Problem description: Render the listing as a Markdown table with the columns Number and Line text, covering the lines from the first one through the line containing "column 122, row 191". Give each line its own numbered row and leave out any blank lines.

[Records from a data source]
☆ ☆ ☆

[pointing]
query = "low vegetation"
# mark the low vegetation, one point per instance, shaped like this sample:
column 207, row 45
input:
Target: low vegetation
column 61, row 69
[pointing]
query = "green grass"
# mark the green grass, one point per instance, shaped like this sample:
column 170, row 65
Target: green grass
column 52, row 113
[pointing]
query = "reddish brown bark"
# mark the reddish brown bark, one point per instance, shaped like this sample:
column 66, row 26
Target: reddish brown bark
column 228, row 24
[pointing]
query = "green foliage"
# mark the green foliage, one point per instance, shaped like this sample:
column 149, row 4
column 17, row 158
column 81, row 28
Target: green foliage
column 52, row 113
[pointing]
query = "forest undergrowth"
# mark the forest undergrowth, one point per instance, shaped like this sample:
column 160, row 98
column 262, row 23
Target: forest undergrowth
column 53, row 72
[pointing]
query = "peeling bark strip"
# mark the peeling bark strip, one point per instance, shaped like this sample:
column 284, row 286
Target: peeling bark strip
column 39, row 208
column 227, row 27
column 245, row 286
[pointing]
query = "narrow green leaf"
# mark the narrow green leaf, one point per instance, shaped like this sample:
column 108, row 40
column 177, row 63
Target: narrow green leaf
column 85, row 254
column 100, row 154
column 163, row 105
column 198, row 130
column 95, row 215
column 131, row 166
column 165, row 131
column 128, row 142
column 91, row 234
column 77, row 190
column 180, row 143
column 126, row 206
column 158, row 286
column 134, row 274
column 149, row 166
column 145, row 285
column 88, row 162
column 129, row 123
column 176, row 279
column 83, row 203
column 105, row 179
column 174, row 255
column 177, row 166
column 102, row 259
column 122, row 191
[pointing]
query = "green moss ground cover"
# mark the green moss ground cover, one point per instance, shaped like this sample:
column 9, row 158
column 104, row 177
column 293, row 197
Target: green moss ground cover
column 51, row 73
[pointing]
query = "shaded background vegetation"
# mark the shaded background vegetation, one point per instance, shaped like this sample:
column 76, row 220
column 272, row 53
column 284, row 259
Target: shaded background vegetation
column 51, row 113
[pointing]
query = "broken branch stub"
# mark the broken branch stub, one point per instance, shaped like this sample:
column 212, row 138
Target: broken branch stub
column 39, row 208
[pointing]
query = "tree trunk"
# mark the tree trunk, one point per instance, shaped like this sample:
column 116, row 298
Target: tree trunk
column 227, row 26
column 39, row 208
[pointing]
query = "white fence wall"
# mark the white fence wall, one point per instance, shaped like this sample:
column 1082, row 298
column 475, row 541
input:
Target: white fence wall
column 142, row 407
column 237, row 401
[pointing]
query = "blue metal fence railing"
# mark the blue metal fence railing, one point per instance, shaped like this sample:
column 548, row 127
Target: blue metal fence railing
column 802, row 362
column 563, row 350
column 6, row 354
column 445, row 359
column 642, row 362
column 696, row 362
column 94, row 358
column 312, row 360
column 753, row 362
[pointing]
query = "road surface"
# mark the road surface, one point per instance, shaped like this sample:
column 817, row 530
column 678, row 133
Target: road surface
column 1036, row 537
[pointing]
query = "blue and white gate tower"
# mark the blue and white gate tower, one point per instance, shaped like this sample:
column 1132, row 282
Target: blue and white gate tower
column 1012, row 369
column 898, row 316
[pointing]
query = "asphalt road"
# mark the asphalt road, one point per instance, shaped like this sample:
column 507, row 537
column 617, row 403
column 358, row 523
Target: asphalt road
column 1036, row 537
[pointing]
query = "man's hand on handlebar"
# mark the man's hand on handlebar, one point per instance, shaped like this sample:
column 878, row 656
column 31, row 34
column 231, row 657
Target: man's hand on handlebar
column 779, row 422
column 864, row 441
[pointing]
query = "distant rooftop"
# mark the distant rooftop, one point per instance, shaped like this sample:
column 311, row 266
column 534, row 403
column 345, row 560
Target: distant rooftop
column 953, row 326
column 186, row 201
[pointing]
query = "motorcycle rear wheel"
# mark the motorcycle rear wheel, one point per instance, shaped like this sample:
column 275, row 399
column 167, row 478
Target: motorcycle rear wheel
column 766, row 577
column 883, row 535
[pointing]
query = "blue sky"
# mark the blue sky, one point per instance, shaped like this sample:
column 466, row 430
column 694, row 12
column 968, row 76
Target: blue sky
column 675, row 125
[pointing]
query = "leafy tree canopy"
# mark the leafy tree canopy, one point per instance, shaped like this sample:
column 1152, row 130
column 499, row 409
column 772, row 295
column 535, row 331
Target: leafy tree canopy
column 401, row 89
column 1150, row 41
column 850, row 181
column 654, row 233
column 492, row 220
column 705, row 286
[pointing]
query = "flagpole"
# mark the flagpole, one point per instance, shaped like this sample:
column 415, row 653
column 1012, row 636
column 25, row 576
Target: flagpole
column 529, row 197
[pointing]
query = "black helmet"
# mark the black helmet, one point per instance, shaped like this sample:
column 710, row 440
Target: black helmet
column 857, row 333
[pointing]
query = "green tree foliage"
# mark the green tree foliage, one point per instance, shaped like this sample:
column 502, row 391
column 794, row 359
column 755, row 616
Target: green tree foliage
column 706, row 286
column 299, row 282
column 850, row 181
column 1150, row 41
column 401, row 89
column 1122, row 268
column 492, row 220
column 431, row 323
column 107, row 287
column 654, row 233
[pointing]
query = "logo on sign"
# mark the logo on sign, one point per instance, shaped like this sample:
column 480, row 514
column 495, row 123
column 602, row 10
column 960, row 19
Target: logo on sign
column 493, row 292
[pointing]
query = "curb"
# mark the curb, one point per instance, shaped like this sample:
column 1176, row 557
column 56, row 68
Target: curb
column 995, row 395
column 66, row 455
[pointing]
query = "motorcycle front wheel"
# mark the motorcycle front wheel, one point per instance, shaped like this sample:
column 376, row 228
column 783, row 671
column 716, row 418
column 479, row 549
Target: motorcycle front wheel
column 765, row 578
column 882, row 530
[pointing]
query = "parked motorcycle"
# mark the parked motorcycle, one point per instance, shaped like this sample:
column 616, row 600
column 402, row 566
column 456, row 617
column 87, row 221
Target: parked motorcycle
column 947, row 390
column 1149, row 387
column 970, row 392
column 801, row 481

☆ ☆ ☆

Full solution:
| Number | Line text |
|---|---|
| 1 | [pointing] |
| 2 | query = "low vegetation" |
| 3 | # mark the low vegetation, one point per instance, shaped like this sample: |
| 4 | column 207, row 45 |
| 5 | input: |
| 6 | Target: low vegetation |
| 7 | column 61, row 69 |
| 8 | [pointing] |
| 9 | query = "green grass" |
| 10 | # mark the green grass, one point per instance, shaped like this sample: |
| 11 | column 170, row 65 |
| 12 | Target: green grass |
| 13 | column 52, row 113 |
| 14 | [pointing] |
| 15 | query = "reddish brown bark" |
| 16 | # mark the reddish brown bark, one point per instance, shaped like this sample: |
| 17 | column 66, row 26 |
| 18 | Target: reddish brown bark |
| 19 | column 228, row 24 |
| 20 | [pointing] |
| 21 | query = "green foliage" |
| 22 | # mark the green foliage, one point per instance, shaped like this sample: |
| 23 | column 149, row 4 |
| 24 | column 17, row 158 |
| 25 | column 81, row 28 |
| 26 | Target: green foliage |
| 27 | column 52, row 113 |
| 28 | [pointing] |
| 29 | query = "forest undergrowth" |
| 30 | # mark the forest undergrowth, one point per instance, shaped like this sample: |
| 31 | column 160, row 98 |
| 32 | column 262, row 23 |
| 33 | Target: forest undergrowth |
| 34 | column 53, row 72 |
| 35 | [pointing] |
| 36 | query = "peeling bark strip" |
| 37 | # mark the peeling bark strip, one point per instance, shaped like this sample: |
| 38 | column 284, row 286 |
| 39 | Target: peeling bark strip |
| 40 | column 39, row 208 |
| 41 | column 227, row 27 |
| 42 | column 245, row 286 |
| 43 | [pointing] |
| 44 | query = "narrow green leaf" |
| 45 | # mark the narrow green leaf, one point per instance, shaped like this sample: |
| 46 | column 108, row 40 |
| 47 | column 177, row 63 |
| 48 | Target: narrow green leaf |
| 49 | column 85, row 254 |
| 50 | column 100, row 154 |
| 51 | column 163, row 105 |
| 52 | column 198, row 130 |
| 53 | column 95, row 215 |
| 54 | column 131, row 166 |
| 55 | column 165, row 131 |
| 56 | column 128, row 142 |
| 57 | column 91, row 234 |
| 58 | column 77, row 190 |
| 59 | column 180, row 143 |
| 60 | column 126, row 206 |
| 61 | column 158, row 286 |
| 62 | column 134, row 274 |
| 63 | column 149, row 166 |
| 64 | column 145, row 285 |
| 65 | column 88, row 162 |
| 66 | column 129, row 123 |
| 67 | column 176, row 279 |
| 68 | column 83, row 203 |
| 69 | column 105, row 179 |
| 70 | column 174, row 255 |
| 71 | column 177, row 166 |
| 72 | column 102, row 259 |
| 73 | column 122, row 191 |